> [PAGE EXTRACT]:
She lives in Hawke’s Bay and recently published her new historical fiction book, Mrs Jewell and the Wreck of the General Grant.
Bill Day, of Wānaka, owns Seaworks, a shipping and salvage company with 150 employees and 18 ships, and is chairman of Wānaka Search and Rescue.
For nearly four decades, he has been searching unsuccessfully for the wreck of the gold-laden General Grant at the Auckland Islands. His fifth expedition was in early 2022.
"I really did think he would find it," Sanders laments during their conversation at the recent Queenstown Writers Festival.
When she first heard about Day, she "thought he would just be some pirate".

Day thought she had produced a great book, and appreciated the champagne.
"One thing you don’t realise is, when you’re a treasure hunter, you get every nutter in the world contacting you."
But he added she "understood that".
He took her draft and passed it around his crew.
"We read it on dark and stormy nights. It was an incredible privilege."
As soon as he read the book, he realised he had serious competition for the title of General Grant expert.
"Of course, we are different. I am a hairy-a.... diver looking for treasure and she is a sophisticated author. And she is very well researched ... There were a couple of things we fed to each other, but we have the same information and we would be the two people on the planet that have got that information ... The interesting thing is we came at it from different angles. I am trying to figure out where it is and I have views on that and Cristina is looking at it from the psychology of the people. Those different views lead to different opinions on the location," Day said.

The General Grant was a United States-made, three-masted sailing boat. It sank at the Auckland Islands in 1866, on the way from Melbourne to London with 70 passengers and 2657 ounces (73kg) of gold in the captain’s cabin. Just 15 people survived.
There are legends about the gold. In those days, people wore sovereigns in waist belts or sewed nuggets into hems to avoid taxes.
Day thinks the ship was significantly overinsured if it was just carrying the recorded 73kg of gold.

Coordinate annotation records
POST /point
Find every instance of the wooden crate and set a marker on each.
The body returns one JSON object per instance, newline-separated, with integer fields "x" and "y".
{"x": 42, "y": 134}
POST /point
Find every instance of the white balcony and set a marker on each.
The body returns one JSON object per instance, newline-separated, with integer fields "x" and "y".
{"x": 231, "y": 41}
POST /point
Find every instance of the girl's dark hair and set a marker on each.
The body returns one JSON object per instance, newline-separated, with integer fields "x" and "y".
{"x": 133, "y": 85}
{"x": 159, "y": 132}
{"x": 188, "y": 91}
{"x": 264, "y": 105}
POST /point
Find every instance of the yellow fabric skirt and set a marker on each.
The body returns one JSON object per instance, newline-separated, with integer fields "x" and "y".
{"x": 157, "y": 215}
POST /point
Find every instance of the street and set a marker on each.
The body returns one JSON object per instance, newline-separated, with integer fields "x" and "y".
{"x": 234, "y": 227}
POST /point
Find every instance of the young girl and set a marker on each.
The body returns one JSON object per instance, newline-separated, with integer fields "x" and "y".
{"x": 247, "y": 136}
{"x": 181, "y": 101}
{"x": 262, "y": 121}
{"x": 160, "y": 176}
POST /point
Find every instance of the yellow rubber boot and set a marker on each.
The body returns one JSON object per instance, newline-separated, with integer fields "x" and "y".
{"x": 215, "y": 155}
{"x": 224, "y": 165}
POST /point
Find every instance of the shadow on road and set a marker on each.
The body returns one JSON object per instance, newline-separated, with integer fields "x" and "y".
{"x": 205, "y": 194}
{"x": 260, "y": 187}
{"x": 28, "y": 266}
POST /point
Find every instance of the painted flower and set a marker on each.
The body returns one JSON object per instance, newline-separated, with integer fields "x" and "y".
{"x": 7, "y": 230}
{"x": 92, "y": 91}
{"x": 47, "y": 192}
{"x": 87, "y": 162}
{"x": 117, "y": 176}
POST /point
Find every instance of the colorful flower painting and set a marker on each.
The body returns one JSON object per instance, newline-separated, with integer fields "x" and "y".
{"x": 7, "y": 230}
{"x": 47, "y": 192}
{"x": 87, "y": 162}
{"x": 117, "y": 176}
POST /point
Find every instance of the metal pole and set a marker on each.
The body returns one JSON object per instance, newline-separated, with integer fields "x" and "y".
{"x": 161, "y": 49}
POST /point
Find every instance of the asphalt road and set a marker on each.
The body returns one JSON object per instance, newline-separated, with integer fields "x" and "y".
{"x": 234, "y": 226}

> [WHAT TO DO]:
**A.** According to the article about the General Grant wreck, in what year did the ship sink?
**B.** List every place named in the General Grant article.
**C.** Rewrite the General Grant article starting with "For nearly four" and going on through "around his crew.", switching "champagne" to "flowers".

> [TASK ANSWERS]:
**A.** 1866

**B.** Hawke's Bay, Wānaka, the Auckland Islands, Queenstown, the United States, Melbourne, London

**C.**
For nearly four decades, he has been searching unsuccessfully for the wreck of the gold-laden General Grant at the Auckland Islands. His fifth expedition was in early 2022.
"I really did think he would find it," Sanders laments during their conversation at the recent Queenstown Writers Festival.
When she first heard about Day, she "thought he would just be some pirate".

Day thought she had produced a great book, and appreciated the flowers.
"One thing you don’t realise is, when you’re a treasure hunter, you get every nutter in the world contacting you."
But he added she "understood that".
He took her draft and passed it around his crew.